Work to be completed: Output each of the records below word for word, keeping every line unchanged and in its original order.

BEGIN Provided records

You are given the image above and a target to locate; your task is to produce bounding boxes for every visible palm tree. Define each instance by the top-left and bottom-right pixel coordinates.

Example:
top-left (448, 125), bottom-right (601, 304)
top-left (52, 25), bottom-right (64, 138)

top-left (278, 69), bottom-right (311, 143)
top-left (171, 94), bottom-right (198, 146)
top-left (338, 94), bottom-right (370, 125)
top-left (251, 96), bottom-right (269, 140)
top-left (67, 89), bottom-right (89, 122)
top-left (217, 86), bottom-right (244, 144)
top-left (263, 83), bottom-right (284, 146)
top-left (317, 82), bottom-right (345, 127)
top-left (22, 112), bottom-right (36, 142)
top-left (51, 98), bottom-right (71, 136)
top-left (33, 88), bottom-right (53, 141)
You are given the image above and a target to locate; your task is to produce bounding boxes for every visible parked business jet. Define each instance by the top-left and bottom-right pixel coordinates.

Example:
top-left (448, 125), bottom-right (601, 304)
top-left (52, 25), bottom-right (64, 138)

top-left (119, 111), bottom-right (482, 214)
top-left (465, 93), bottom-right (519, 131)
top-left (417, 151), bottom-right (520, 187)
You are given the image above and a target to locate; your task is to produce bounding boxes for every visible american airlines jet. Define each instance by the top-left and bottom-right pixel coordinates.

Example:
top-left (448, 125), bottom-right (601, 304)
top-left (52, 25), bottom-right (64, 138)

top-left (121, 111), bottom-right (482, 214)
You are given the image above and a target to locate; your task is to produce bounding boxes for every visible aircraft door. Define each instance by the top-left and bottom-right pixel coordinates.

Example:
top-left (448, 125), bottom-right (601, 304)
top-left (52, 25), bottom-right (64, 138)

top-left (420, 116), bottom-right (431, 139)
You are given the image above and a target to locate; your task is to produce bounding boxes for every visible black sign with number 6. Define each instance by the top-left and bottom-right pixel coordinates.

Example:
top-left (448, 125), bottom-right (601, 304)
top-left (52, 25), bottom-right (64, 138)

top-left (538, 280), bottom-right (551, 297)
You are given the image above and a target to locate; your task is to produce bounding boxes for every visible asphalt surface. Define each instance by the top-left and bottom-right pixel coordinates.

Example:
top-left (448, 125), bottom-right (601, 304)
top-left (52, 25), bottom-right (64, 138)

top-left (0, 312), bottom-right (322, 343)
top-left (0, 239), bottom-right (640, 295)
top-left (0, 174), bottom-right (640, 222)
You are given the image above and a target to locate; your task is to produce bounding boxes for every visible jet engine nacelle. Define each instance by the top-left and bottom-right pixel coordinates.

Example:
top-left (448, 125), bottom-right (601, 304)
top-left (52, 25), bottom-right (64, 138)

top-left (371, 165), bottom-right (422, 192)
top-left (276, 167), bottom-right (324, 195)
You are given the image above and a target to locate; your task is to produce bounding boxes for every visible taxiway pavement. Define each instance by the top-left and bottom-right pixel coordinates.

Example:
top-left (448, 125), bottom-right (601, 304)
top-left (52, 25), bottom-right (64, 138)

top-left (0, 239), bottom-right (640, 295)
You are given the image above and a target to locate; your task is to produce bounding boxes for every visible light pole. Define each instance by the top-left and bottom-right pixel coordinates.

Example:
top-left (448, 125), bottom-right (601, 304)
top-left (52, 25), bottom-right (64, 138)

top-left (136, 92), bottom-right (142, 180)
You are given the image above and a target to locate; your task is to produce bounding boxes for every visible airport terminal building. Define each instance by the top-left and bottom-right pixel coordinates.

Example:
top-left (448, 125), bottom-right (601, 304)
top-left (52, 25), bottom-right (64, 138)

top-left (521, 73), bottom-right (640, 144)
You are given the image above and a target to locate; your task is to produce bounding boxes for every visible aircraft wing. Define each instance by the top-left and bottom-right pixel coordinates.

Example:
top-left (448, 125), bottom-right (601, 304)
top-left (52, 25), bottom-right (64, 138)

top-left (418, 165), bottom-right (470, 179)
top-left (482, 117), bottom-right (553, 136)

END Provided records

Exercise output:
You are given the image above and a target to locate; your task is to produce bounding boxes for every visible palm tree. Define each instance by the top-left and bottom-right pixel coordinates.

Example:
top-left (448, 125), bottom-right (601, 304)
top-left (52, 25), bottom-right (64, 138)

top-left (278, 69), bottom-right (311, 143)
top-left (171, 94), bottom-right (198, 146)
top-left (338, 94), bottom-right (370, 125)
top-left (251, 96), bottom-right (269, 140)
top-left (67, 89), bottom-right (89, 122)
top-left (217, 86), bottom-right (244, 144)
top-left (263, 83), bottom-right (284, 146)
top-left (317, 82), bottom-right (345, 127)
top-left (22, 112), bottom-right (36, 142)
top-left (51, 98), bottom-right (71, 136)
top-left (33, 88), bottom-right (53, 141)
You are given the image above and a target to locate; your task is to produce bounding boxes for every visible parked business jet. Define each instance by the top-left and bottom-right pixel coordinates.

Example:
top-left (448, 125), bottom-right (601, 304)
top-left (52, 25), bottom-right (64, 138)

top-left (119, 111), bottom-right (482, 214)
top-left (465, 93), bottom-right (519, 131)
top-left (417, 151), bottom-right (520, 187)
You are given the image above and a target to locate; your task is to produce bounding boxes for every visible american airlines jet. Define each instance by the top-left and bottom-right pixel coordinates.

Example:
top-left (448, 125), bottom-right (601, 304)
top-left (52, 25), bottom-right (64, 138)

top-left (121, 111), bottom-right (482, 214)
You are given the image above and a target to locate; your task is to produce bounding boxes for every visible aircraft door. Define each instance by the top-left and bottom-right pixel coordinates.

Example:
top-left (448, 125), bottom-right (601, 304)
top-left (52, 25), bottom-right (64, 138)

top-left (420, 116), bottom-right (431, 139)
You are given the image above and a target to locate; your task is to produce bounding boxes for every visible black sign with number 6. Define each instance by the top-left and bottom-right pixel coordinates.

Example:
top-left (448, 125), bottom-right (601, 304)
top-left (52, 25), bottom-right (64, 138)

top-left (538, 280), bottom-right (551, 297)
You are given the image above and a target to locate; your task is to produce bounding boxes for every visible asphalt surface. Define each instance by the top-left and bottom-right pixel coordinates.

Example:
top-left (448, 125), bottom-right (601, 304)
top-left (52, 25), bottom-right (64, 138)

top-left (0, 312), bottom-right (322, 343)
top-left (0, 239), bottom-right (640, 295)
top-left (0, 174), bottom-right (640, 222)
You are given the image above and a target to locate; your task is to produce bounding boxes for every visible jet engine nacelle. Define each instance by the top-left and bottom-right pixel coordinates.

Example:
top-left (448, 125), bottom-right (601, 304)
top-left (52, 25), bottom-right (64, 138)

top-left (371, 165), bottom-right (422, 192)
top-left (276, 167), bottom-right (324, 195)
You are given the image above and a target to locate; your task is to produce bounding boxes for every visible taxiway pavement. Define each instance by the top-left and bottom-right pixel coordinates.

Example:
top-left (448, 125), bottom-right (601, 304)
top-left (52, 25), bottom-right (64, 138)

top-left (0, 239), bottom-right (640, 295)
You are given the image above and a target to locate; your task is to produce bounding boxes for every visible light pole. Define each instance by the top-left and bottom-right pixel coordinates.

Example:
top-left (448, 125), bottom-right (601, 304)
top-left (52, 25), bottom-right (64, 138)

top-left (136, 92), bottom-right (142, 180)
You are given the image above and a target to locate; your task is to produce bounding boxes for every visible airport terminal building. Define each instance by the top-left and bottom-right pixel coordinates.

Example:
top-left (448, 125), bottom-right (601, 304)
top-left (52, 25), bottom-right (64, 138)

top-left (521, 73), bottom-right (640, 144)
You are given the image above and a target to locate; your task is to produce bounding boxes for every visible aircraft wing. Define each instance by the top-left and bottom-right pixel coordinates.

Example:
top-left (448, 125), bottom-right (601, 304)
top-left (52, 25), bottom-right (64, 138)

top-left (418, 165), bottom-right (470, 179)
top-left (482, 117), bottom-right (553, 136)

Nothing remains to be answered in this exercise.